** start of EXTRACT **

Leo,

We partitioned Harmony contributors a long time ago (based on prior
access as declared in the ACQ), so while you state it as:

>  * there are people who want to only ever work on a small part of
>    the codebase

in fact there are people who only *can* contribute to a part of the
Harmony codebase, and some of those will be fine people that become
committers (right George ;-) ?) and we should welcome them.

Beyond such restrictions, I agree with your comment that Harmony
committers must keep a watching brief over the entire project.

The size of this project is set to grow considerably if/when the DRLVM
is accepted and we tackle new areas of the class library etc.  The
number of committers has to grow too and I expect there will be a
natural grouping of parties around the VM, JIT, UI, performance, etc.  I
doubt any one person will be in a position to scrutinize equally all
changes in any part of the code JCHEVM, BootVM, classlib, DRLVM, JIT,
GC, etc.

So reading your mail carefully -- I agree.  I'm comfortable that we are
not prematurely splitting Harmony beyond the lines already drawn in the
project, but I support the work to ensure that the lines remain distinct
since we can predict that such specialization is very likely to occur.

Regards,
Tim

Leo Simons wrote:
> Hi All!
> 
> I've been wanting to respond here for a while, but its kinda hard since
> a lot of things seem to be getting somewhat "mixed up". Eg
> 
>  * the current build system is not performant enough when doing
>    incremental rebuilds
> 
>  * the development process doesn't have enough rules or incentives
>    in place to promote decoupling between modules
> 
>  * the codebase is so large that an SVN checkout of "everything"
>    (takes too long|uses too much bandwidth|breaks down|...)

** end of EXTRACT **

■ **REQUIRED TASKS**
1. Decide whether each statement agrees with the Harmony email, answering yes or no and quoting the words of the email that settle it. (a) Tim believes one person could scrutinize all changes in every part of the code equally. (b) Harmony contributors were partitioned according to prior access declared in the ACQ. (c) The project is expected to grow considerably if the DRLVM is accepted.
2. Proceed with the Harmony email, writing what comes after its final line.
The data that comes next is not needed.

** start of ITEMS **

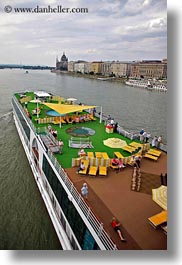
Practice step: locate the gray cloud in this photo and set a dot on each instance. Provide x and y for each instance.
(111, 30)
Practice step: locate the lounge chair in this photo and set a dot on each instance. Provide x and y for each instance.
(154, 152)
(86, 163)
(135, 144)
(118, 155)
(105, 155)
(90, 154)
(113, 167)
(102, 170)
(151, 157)
(92, 170)
(98, 154)
(129, 149)
(158, 219)
(164, 228)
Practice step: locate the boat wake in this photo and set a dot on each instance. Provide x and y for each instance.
(7, 116)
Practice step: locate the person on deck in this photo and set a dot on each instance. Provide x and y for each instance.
(114, 162)
(116, 227)
(84, 190)
(81, 167)
(120, 165)
(81, 152)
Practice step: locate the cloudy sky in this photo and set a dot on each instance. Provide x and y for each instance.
(111, 30)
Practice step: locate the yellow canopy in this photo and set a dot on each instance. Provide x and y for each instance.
(64, 109)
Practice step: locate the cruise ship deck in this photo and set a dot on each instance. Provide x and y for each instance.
(109, 195)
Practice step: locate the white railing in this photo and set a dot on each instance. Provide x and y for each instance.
(86, 210)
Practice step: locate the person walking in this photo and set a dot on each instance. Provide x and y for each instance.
(84, 190)
(116, 227)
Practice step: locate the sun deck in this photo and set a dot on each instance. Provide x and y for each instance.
(111, 195)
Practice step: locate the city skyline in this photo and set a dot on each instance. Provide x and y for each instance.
(123, 30)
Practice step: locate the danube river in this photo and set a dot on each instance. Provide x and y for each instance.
(24, 222)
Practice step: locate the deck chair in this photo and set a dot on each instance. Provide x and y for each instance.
(98, 154)
(111, 166)
(154, 152)
(118, 155)
(86, 163)
(129, 149)
(90, 154)
(135, 144)
(158, 219)
(151, 157)
(105, 155)
(93, 170)
(164, 228)
(102, 171)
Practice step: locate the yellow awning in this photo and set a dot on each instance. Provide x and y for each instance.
(64, 109)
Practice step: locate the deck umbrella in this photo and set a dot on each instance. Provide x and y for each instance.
(114, 143)
(159, 195)
(71, 99)
(65, 109)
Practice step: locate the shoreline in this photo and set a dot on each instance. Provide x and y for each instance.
(116, 79)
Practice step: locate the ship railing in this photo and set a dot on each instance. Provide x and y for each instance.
(96, 225)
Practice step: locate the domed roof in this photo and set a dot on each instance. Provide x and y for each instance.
(63, 58)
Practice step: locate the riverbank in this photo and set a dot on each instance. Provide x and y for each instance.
(97, 77)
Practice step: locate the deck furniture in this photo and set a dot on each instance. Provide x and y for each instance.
(86, 164)
(151, 157)
(50, 144)
(158, 219)
(90, 154)
(76, 142)
(102, 170)
(154, 152)
(93, 170)
(113, 167)
(164, 228)
(98, 155)
(105, 155)
(129, 149)
(135, 144)
(118, 155)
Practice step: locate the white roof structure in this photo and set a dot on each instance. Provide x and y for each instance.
(41, 94)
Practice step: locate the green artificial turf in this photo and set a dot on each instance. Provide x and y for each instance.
(65, 159)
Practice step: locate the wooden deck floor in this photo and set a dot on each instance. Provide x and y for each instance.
(112, 196)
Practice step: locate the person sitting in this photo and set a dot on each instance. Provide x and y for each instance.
(60, 143)
(49, 128)
(137, 161)
(120, 165)
(81, 167)
(54, 133)
(114, 162)
(116, 227)
(81, 152)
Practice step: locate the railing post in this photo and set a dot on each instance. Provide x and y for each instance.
(100, 229)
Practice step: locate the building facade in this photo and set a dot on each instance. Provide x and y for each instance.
(120, 69)
(151, 69)
(62, 65)
(96, 67)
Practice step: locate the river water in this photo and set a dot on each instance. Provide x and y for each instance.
(24, 222)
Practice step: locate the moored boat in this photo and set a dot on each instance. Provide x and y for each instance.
(78, 223)
(148, 84)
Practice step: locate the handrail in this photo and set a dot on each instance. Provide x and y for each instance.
(96, 225)
(89, 215)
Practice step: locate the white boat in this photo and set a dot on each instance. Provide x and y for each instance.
(146, 84)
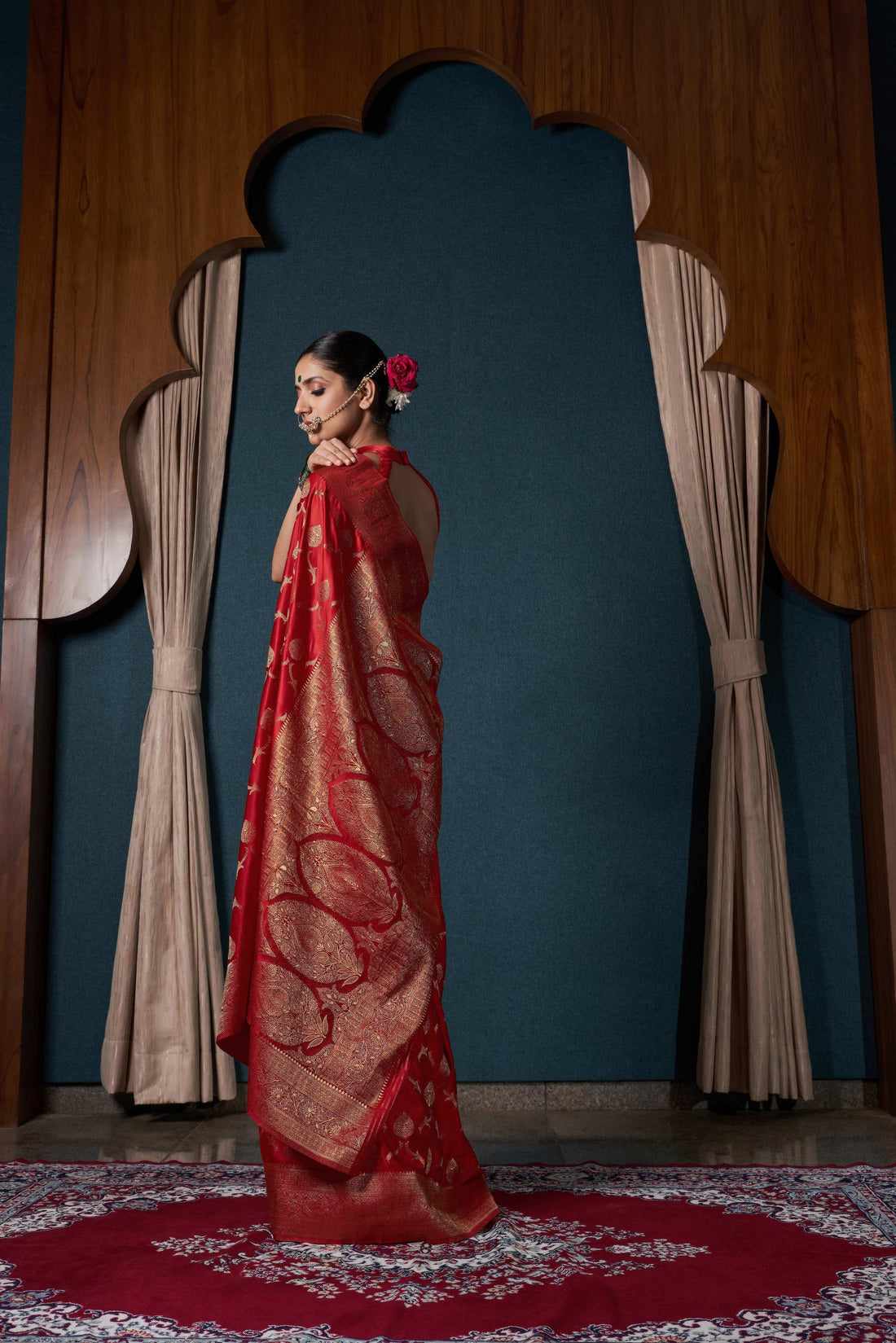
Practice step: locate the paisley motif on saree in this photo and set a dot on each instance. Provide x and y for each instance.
(337, 939)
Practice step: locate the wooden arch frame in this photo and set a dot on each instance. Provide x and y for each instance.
(746, 111)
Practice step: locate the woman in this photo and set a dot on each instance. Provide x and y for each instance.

** end of ITEMS **

■ **EXERCISE RESPONSES**
1.
(a) No: "I doubt any one person will be in a position to scrutinize equally all changes in any part of the code"
(b) Yes: "We partitioned Harmony contributors a long time ago (based on prior access as declared in the ACQ)"
(c) Yes: "The size of this project is set to grow considerably if/when the DRLVM is accepted"

2.
> 
>  * there are people who want to only ever work on a small part of
>    the codebase
> 
> and others, or at least things along those lines. I think it would be
> productive to seperate them out a little further and try and tackle
> some of these as seperate issues in seperate threads. Eg "is it ok if
> we try and get rid of recursive make" is a much easier topic, and
> seemingly gets you a little closer to whatever the overall goal presented
> in this thread is (something I haven't quite been able to understand yet).
> 
> With that in mind, I'm going to tackle only the first bit (which I listed
> last):
> 
> On Tue, May 09, 2006 at 03:07:03PM +0100, Mark Hindess wrote:
>> As the Harmony Classlib grows, I think that being able to work on a
>> single module (or some subset of the modules) will become the typical
>> way of working for many (perhaps even most) contributors.  So I think
>> we need a plan to support this. 
> ...
>> What do you think?
> 
> I think it is very important that our committers keep afoot of what is
> happening all around the codebase, and don't focus on maintaining just
> a single module, and such a plan should make sure that this is encouraged
> and expected of everyone.
> 
> If that is not a mode of operation that can scale, we need to thoroughly
> reorganize the project organisation and "modus operandi". Experience
> shows that such a reorganisation takes many months if not years (Re:
> jakarta), is best done incrementally as the need arises, and only with a
> lot of caution.
> 
> I think this kind of reorganisation should not even be attempted for an
> incubating project. We don't have the neccessary experience or critical
> mass to make it work (yet). So we fall back to "be aware of roughly 
> everything happening throughout the codebase". You are responsible and
> will remain responsible for ensure that your patch or commit does not
> introduce a regression anywhere. This often implies running the
> appropriate amount of regression/integration/etc tests and "make world"
> style builds (oh, and paying careful attention to the outputs of tools
> like gump :-)).
> 
> I chose the word committer carefully. We might very well have quite a
> few contributors contributing to only one small part of the project (like,
> I dunno, java.beans) who aren't all that interested in any of the other
> bits, but I feel we need to make sure that this kind of "use case" does
> not in any way impact the "main one" (where we're all in this together
> and are all contributing to this bigger goal of a full jdk).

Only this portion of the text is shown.